_The task_. Which lines in the entries below contain the word "sidewall"? Copy out every one of them.

_Records provided_.
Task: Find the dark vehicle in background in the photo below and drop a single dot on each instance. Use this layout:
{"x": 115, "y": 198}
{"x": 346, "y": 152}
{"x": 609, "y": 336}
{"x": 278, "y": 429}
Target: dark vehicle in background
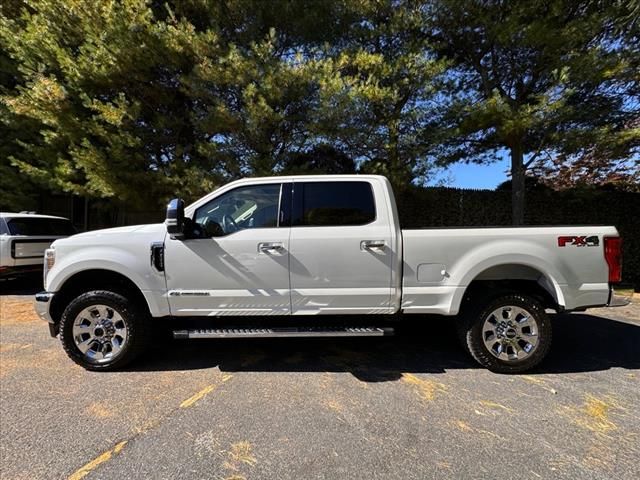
{"x": 23, "y": 239}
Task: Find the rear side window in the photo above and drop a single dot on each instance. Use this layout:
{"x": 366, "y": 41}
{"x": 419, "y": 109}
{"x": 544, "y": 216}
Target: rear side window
{"x": 40, "y": 227}
{"x": 323, "y": 204}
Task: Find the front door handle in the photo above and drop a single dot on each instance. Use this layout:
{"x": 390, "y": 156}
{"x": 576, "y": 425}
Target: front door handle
{"x": 270, "y": 247}
{"x": 372, "y": 244}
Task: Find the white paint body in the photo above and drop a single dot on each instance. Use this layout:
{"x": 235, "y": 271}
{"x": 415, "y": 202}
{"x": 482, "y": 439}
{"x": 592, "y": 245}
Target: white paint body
{"x": 325, "y": 270}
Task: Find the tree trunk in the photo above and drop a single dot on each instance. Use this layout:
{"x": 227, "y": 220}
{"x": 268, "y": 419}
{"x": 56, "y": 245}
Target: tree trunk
{"x": 517, "y": 185}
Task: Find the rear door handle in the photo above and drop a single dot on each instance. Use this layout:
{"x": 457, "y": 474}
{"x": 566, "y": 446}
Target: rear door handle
{"x": 372, "y": 244}
{"x": 270, "y": 247}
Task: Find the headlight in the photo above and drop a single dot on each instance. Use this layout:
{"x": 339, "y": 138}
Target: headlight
{"x": 49, "y": 261}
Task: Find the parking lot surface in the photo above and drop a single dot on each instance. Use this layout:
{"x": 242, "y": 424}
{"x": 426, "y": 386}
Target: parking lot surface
{"x": 410, "y": 406}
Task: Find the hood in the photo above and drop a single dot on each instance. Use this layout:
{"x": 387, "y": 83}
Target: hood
{"x": 114, "y": 235}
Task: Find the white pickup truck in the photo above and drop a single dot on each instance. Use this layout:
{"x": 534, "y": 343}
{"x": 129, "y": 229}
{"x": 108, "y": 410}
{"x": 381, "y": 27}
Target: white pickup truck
{"x": 272, "y": 250}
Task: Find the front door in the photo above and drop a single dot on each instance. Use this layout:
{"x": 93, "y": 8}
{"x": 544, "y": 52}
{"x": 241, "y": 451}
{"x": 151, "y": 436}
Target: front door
{"x": 239, "y": 262}
{"x": 341, "y": 248}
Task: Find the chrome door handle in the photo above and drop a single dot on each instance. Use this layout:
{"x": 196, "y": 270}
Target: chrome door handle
{"x": 372, "y": 244}
{"x": 270, "y": 247}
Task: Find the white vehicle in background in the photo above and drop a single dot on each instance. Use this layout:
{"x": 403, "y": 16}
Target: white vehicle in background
{"x": 23, "y": 239}
{"x": 319, "y": 256}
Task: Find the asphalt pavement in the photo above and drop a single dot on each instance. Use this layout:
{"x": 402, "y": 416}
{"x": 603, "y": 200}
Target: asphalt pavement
{"x": 410, "y": 406}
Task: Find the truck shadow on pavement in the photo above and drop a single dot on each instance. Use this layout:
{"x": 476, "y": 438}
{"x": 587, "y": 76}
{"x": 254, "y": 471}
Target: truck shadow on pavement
{"x": 582, "y": 343}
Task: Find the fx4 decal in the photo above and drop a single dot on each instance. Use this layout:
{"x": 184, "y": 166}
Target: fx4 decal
{"x": 579, "y": 241}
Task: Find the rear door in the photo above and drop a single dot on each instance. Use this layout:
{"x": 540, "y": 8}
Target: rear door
{"x": 340, "y": 246}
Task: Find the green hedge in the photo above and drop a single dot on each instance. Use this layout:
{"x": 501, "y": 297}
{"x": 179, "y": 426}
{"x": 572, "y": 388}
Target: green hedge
{"x": 452, "y": 207}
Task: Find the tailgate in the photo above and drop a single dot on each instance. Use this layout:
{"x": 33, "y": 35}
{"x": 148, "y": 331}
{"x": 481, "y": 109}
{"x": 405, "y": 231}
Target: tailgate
{"x": 30, "y": 248}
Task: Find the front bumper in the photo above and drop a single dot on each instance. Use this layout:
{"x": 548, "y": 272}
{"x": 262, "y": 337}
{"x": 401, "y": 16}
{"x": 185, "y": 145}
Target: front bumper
{"x": 20, "y": 271}
{"x": 617, "y": 300}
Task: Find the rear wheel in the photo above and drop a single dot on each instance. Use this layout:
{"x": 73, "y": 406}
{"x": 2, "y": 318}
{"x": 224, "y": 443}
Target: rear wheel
{"x": 103, "y": 330}
{"x": 509, "y": 334}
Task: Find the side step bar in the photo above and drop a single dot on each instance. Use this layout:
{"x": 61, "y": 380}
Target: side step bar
{"x": 283, "y": 332}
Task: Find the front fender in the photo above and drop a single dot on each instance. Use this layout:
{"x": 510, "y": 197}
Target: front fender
{"x": 133, "y": 265}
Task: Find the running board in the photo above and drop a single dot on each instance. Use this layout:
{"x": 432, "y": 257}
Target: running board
{"x": 283, "y": 332}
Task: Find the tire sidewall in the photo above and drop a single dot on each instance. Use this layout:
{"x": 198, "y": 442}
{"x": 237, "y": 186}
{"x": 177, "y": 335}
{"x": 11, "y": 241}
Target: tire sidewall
{"x": 99, "y": 297}
{"x": 478, "y": 349}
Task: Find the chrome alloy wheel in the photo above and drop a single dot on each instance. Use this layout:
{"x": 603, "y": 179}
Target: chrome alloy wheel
{"x": 100, "y": 333}
{"x": 510, "y": 333}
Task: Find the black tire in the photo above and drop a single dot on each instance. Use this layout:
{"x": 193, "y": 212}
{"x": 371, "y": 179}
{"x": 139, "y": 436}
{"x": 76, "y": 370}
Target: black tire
{"x": 470, "y": 330}
{"x": 136, "y": 321}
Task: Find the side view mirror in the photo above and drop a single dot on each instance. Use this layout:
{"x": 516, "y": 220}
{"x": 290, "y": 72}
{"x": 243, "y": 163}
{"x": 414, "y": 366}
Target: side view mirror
{"x": 175, "y": 218}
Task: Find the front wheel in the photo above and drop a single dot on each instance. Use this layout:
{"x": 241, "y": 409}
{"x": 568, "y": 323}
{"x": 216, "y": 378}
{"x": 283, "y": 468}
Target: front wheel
{"x": 103, "y": 330}
{"x": 509, "y": 334}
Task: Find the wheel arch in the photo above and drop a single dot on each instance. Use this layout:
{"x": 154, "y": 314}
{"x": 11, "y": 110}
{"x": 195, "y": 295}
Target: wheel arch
{"x": 522, "y": 277}
{"x": 95, "y": 279}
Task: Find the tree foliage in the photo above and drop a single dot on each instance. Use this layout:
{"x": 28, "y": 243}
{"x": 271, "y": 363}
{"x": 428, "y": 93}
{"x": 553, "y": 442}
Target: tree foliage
{"x": 137, "y": 100}
{"x": 538, "y": 79}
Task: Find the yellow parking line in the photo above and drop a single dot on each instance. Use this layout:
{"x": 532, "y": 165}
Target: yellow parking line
{"x": 89, "y": 467}
{"x": 191, "y": 400}
{"x": 201, "y": 394}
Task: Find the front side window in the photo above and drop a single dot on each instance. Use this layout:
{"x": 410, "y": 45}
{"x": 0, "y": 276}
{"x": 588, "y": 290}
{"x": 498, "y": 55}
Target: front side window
{"x": 333, "y": 204}
{"x": 253, "y": 206}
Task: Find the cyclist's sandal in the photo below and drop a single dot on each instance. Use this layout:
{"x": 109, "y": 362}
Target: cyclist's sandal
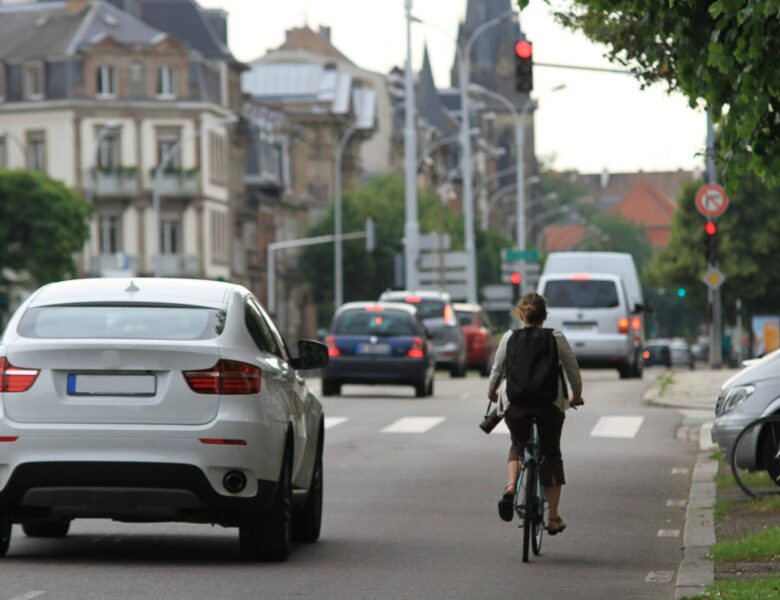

_Output of the task_.
Task: Find the tire sidewall in the photo above and drop a single dot on each instance. Use this layout:
Target: tire sidewall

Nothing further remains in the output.